What is asked: Reproduce the rows from the start through the line that contains "column 967, row 120", changing every "chopped walnut" to "chopped pecan" and leaving everything else as it is.

Extracted material:
— Start —

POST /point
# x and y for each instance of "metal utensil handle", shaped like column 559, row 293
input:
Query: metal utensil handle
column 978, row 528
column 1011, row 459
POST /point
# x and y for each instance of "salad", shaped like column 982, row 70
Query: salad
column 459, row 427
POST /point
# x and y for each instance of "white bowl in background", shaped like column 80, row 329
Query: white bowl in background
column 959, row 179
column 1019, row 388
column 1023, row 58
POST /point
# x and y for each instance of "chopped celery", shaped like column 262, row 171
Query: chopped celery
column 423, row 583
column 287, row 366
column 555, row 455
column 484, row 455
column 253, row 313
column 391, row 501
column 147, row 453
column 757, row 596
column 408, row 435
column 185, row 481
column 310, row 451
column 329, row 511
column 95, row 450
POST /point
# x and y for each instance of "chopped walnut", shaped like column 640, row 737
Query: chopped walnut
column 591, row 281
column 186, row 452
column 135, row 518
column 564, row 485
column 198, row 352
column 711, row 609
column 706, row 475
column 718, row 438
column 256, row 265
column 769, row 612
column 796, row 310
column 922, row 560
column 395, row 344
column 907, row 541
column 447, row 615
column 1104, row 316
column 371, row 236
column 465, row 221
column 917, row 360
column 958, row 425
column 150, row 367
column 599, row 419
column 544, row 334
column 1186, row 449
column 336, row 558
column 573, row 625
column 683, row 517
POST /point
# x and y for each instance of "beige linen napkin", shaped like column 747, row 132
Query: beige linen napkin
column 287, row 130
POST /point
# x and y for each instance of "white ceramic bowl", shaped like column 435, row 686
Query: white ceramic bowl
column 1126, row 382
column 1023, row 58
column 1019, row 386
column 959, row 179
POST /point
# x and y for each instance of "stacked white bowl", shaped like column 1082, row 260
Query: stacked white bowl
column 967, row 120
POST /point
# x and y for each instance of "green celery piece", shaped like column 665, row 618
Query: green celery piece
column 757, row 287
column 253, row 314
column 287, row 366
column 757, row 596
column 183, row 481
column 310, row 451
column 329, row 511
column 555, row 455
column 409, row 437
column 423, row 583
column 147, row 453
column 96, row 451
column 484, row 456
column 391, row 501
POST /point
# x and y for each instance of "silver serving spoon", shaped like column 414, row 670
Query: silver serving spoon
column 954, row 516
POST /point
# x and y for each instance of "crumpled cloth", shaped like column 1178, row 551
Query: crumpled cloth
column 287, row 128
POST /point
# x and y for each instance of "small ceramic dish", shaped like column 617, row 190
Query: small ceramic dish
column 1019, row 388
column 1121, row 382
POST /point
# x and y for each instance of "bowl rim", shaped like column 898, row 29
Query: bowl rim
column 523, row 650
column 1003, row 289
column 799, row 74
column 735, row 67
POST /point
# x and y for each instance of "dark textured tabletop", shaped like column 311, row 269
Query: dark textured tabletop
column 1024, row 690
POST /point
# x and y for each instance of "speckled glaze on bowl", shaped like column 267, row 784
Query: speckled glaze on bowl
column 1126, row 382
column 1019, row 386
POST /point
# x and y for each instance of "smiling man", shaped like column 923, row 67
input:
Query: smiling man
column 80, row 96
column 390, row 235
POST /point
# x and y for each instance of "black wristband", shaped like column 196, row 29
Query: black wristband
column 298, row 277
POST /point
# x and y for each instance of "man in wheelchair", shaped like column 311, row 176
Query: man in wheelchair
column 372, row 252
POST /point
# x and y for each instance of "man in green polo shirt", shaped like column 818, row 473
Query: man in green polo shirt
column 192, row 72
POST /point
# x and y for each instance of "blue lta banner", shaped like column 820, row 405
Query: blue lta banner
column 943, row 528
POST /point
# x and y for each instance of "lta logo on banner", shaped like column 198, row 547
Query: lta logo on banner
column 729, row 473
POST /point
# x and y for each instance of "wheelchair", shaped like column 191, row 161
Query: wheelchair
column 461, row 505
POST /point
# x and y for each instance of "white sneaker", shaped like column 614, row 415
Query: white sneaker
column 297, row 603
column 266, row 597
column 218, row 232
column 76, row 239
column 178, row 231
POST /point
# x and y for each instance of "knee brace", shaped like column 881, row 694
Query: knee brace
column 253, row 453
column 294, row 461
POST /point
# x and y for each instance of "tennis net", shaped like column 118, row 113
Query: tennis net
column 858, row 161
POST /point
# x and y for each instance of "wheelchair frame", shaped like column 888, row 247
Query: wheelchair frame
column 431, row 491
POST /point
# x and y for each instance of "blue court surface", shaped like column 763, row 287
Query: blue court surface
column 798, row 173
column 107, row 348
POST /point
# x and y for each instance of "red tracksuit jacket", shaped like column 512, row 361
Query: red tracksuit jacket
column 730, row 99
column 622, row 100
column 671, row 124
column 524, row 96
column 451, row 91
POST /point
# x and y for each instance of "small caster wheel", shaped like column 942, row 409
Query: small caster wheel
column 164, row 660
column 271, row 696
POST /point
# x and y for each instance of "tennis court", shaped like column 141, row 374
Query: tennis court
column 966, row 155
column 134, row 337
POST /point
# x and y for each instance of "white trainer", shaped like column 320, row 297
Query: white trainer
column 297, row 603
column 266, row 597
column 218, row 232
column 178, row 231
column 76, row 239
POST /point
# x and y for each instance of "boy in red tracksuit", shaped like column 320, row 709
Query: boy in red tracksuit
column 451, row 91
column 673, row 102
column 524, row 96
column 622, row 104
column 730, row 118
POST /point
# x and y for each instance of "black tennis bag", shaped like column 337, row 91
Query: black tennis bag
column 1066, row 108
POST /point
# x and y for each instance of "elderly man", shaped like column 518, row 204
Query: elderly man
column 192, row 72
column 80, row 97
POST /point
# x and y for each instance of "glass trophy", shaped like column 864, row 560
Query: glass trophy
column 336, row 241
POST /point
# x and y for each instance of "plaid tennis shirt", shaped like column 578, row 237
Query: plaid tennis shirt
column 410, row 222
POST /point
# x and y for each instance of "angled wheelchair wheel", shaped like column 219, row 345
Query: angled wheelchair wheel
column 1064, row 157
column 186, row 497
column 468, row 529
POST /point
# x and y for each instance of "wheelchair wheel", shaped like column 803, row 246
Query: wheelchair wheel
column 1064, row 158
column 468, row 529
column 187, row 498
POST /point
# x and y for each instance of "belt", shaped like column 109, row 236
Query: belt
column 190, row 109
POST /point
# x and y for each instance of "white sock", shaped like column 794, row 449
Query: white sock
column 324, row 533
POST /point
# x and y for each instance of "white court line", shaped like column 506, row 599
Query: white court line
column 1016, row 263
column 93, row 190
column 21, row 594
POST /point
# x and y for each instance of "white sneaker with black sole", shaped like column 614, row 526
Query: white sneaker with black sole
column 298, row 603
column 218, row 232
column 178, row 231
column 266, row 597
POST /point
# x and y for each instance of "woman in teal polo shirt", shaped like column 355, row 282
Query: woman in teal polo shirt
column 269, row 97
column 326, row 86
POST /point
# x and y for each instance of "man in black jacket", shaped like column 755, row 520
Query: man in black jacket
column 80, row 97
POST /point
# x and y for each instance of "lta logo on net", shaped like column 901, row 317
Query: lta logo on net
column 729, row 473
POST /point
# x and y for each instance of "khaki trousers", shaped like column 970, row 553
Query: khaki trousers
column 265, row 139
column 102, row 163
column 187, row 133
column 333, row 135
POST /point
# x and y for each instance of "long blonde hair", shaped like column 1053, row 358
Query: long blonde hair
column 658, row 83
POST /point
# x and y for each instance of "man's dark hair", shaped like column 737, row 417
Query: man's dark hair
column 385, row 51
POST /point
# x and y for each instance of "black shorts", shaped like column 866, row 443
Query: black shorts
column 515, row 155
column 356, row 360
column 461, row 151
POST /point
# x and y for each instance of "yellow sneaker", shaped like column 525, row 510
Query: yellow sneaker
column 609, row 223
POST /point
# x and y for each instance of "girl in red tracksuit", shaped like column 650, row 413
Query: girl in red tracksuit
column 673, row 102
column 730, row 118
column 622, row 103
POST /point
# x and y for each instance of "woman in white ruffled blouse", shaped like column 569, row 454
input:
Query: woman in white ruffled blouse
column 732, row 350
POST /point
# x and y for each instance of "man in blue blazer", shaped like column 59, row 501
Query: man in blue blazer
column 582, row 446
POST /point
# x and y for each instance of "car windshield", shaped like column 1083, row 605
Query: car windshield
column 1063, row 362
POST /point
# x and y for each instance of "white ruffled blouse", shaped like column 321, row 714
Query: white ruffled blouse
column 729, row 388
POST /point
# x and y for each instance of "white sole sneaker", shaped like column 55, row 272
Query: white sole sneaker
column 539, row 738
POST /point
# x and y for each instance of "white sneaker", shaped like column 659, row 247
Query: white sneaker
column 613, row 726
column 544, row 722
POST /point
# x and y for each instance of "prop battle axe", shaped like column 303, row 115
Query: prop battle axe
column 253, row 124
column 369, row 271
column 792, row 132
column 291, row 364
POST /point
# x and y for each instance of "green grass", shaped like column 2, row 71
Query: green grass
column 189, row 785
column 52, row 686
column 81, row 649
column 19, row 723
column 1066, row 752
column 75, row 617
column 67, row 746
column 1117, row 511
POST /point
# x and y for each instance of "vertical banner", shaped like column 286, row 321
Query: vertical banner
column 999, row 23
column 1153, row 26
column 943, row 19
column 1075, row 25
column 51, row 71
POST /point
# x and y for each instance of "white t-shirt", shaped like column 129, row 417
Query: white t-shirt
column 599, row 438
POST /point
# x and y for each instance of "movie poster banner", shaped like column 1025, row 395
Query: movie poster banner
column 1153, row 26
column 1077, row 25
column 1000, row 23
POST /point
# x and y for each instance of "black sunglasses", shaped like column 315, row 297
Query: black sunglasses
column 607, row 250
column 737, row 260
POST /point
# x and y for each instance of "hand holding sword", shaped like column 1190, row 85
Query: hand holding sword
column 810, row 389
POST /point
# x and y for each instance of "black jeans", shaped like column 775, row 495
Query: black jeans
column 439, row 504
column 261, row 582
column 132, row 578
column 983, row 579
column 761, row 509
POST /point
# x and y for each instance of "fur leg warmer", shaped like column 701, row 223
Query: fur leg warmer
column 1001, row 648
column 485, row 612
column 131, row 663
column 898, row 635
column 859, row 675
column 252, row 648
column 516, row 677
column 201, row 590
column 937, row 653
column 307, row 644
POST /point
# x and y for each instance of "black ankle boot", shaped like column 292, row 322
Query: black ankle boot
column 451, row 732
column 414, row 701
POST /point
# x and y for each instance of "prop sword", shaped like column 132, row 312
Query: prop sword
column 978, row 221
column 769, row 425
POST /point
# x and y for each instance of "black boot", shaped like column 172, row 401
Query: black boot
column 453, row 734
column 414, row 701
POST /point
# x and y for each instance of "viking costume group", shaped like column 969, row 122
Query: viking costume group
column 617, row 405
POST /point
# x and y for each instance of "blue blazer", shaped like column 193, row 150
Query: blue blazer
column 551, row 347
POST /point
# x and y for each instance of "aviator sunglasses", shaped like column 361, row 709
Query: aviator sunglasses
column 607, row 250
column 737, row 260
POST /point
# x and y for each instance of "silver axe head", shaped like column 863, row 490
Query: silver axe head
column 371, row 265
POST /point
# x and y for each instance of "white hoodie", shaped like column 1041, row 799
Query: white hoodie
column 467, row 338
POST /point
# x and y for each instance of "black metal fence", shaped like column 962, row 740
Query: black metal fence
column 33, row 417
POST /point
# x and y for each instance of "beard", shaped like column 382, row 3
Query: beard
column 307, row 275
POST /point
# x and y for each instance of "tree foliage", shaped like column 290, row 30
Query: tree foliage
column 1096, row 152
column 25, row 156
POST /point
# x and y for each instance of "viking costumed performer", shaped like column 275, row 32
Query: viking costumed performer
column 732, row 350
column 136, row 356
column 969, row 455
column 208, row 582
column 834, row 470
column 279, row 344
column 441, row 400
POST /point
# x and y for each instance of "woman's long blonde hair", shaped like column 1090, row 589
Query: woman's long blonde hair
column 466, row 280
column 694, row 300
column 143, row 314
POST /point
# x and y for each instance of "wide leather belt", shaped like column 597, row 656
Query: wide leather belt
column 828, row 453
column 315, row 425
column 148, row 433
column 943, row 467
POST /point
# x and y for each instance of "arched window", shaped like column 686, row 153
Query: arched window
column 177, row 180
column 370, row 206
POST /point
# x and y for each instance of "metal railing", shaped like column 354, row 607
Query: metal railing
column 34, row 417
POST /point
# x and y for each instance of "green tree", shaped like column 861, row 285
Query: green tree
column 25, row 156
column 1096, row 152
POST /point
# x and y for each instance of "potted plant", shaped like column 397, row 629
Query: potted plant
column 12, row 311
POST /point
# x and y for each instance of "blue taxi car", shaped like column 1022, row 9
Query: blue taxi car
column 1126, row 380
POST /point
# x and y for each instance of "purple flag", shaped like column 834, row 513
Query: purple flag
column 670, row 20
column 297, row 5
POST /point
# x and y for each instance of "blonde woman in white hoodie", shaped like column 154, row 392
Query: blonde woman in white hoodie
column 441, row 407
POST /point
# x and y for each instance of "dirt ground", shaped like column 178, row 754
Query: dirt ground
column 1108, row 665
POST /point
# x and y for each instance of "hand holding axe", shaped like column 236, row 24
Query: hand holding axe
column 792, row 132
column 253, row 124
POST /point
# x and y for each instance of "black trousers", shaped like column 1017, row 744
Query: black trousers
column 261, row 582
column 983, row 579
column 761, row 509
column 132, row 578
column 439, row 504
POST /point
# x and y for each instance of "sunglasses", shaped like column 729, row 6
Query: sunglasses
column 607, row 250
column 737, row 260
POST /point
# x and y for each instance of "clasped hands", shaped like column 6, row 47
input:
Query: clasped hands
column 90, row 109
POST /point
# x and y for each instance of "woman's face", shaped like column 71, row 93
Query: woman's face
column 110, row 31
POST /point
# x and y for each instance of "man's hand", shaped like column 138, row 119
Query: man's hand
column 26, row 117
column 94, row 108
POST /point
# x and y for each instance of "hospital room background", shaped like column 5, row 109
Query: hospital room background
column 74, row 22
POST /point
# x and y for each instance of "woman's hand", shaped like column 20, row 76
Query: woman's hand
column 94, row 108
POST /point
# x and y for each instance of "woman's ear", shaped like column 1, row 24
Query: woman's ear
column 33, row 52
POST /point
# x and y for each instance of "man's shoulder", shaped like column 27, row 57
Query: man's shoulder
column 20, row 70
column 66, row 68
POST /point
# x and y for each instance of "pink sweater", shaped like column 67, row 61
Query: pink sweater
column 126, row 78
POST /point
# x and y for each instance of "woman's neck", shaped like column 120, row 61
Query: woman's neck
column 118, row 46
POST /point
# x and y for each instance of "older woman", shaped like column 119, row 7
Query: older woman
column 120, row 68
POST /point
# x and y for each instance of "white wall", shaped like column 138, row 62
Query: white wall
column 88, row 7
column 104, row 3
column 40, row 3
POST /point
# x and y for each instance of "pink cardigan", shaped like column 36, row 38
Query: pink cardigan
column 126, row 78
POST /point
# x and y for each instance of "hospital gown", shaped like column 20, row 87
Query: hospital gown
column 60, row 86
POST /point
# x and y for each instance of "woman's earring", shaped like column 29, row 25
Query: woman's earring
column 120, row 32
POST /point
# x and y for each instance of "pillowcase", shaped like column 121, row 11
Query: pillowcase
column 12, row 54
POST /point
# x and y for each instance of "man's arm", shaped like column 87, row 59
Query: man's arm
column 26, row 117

— End —

Exercise output:
POST /point
# x and y for each instance of "metal utensil handle", shaped like column 559, row 293
input:
Query: metal utensil handle
column 978, row 528
column 1011, row 459
POST /point
# x and y for each instance of "salad", shaped like column 982, row 70
Query: salad
column 459, row 427
POST /point
# x and y for each instance of "white bowl in background", shaped like column 80, row 329
Query: white bowl in background
column 959, row 179
column 1019, row 388
column 1023, row 58
POST /point
# x and y for each instance of "chopped celery", shaped like column 262, row 171
Query: chopped celery
column 423, row 583
column 287, row 366
column 555, row 455
column 484, row 455
column 253, row 313
column 391, row 501
column 147, row 453
column 757, row 596
column 408, row 435
column 185, row 481
column 310, row 451
column 329, row 511
column 95, row 450
POST /point
# x and y for each instance of "chopped pecan", shaped like column 640, row 737
Query: chopped pecan
column 591, row 281
column 186, row 452
column 135, row 518
column 564, row 485
column 198, row 352
column 711, row 609
column 706, row 475
column 718, row 438
column 256, row 265
column 769, row 612
column 796, row 310
column 922, row 560
column 395, row 344
column 907, row 541
column 447, row 615
column 1104, row 316
column 371, row 236
column 465, row 221
column 917, row 360
column 958, row 425
column 150, row 367
column 599, row 419
column 544, row 334
column 1186, row 449
column 336, row 558
column 573, row 625
column 683, row 517
POST /point
# x and y for each instance of "beige linen napkin", shaped like column 747, row 132
Query: beige linen napkin
column 287, row 130
POST /point
# x and y for each instance of "white ceramic bowl", shaped like column 435, row 686
Query: white ceramic bowl
column 1126, row 382
column 1023, row 58
column 1019, row 386
column 959, row 179
POST /point
# x and y for each instance of "stacked white bowl", shaped like column 1082, row 260
Query: stacked white bowl
column 967, row 120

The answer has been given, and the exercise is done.